— Problem description —
Write out the data again exactly, skipping every picture.

Start Data

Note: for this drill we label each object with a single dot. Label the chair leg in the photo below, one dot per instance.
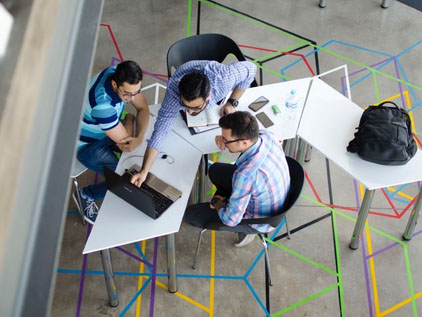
(268, 281)
(287, 228)
(267, 259)
(197, 248)
(78, 198)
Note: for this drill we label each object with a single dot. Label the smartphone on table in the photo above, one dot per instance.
(258, 103)
(264, 119)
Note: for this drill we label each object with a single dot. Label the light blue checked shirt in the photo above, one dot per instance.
(223, 79)
(260, 183)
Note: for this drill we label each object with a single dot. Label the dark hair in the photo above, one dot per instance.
(127, 71)
(194, 85)
(242, 124)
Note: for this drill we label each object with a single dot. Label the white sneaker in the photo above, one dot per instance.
(89, 207)
(244, 239)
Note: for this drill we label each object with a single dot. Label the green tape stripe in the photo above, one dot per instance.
(302, 257)
(188, 22)
(339, 275)
(409, 276)
(309, 43)
(216, 6)
(326, 290)
(275, 72)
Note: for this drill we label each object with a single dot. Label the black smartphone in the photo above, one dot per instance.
(258, 103)
(263, 118)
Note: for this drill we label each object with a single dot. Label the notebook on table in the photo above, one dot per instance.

End Data

— Expected answer —
Note: for this drill we label each object with a single dot. Label the chair leg in the photo below, one dot per instance.
(268, 281)
(287, 228)
(267, 259)
(197, 248)
(78, 198)
Note: for this drill we label each object with a single dot. Label the smartphone on table in the photo above, one dot per instance.
(258, 103)
(264, 119)
Note: for this drill we label each object with a single dot. Label the light blue checked shirt in the photo above, one dot per instance.
(223, 79)
(260, 183)
Note: for this drill we label each object with a single dot. Label the dark hair in the photo above, one dot per instance.
(127, 71)
(194, 85)
(242, 124)
Note: for this drill we label each object with a single dot. Label the white sneaker in the photo above, one dot per instance.
(89, 207)
(244, 239)
Note: for this drill we label each object with a single dot. Label the green tape stripe in the photo above, one dot per instance.
(302, 257)
(188, 22)
(339, 275)
(409, 276)
(309, 43)
(216, 6)
(326, 290)
(275, 72)
Note: for this drill we label each object with a single dot. Label the black smartphone in the photo above, one dot per instance.
(258, 103)
(263, 118)
Note: for this drill we label each object with a single dot. Label the notebook on table in the photo above, one dot per instance.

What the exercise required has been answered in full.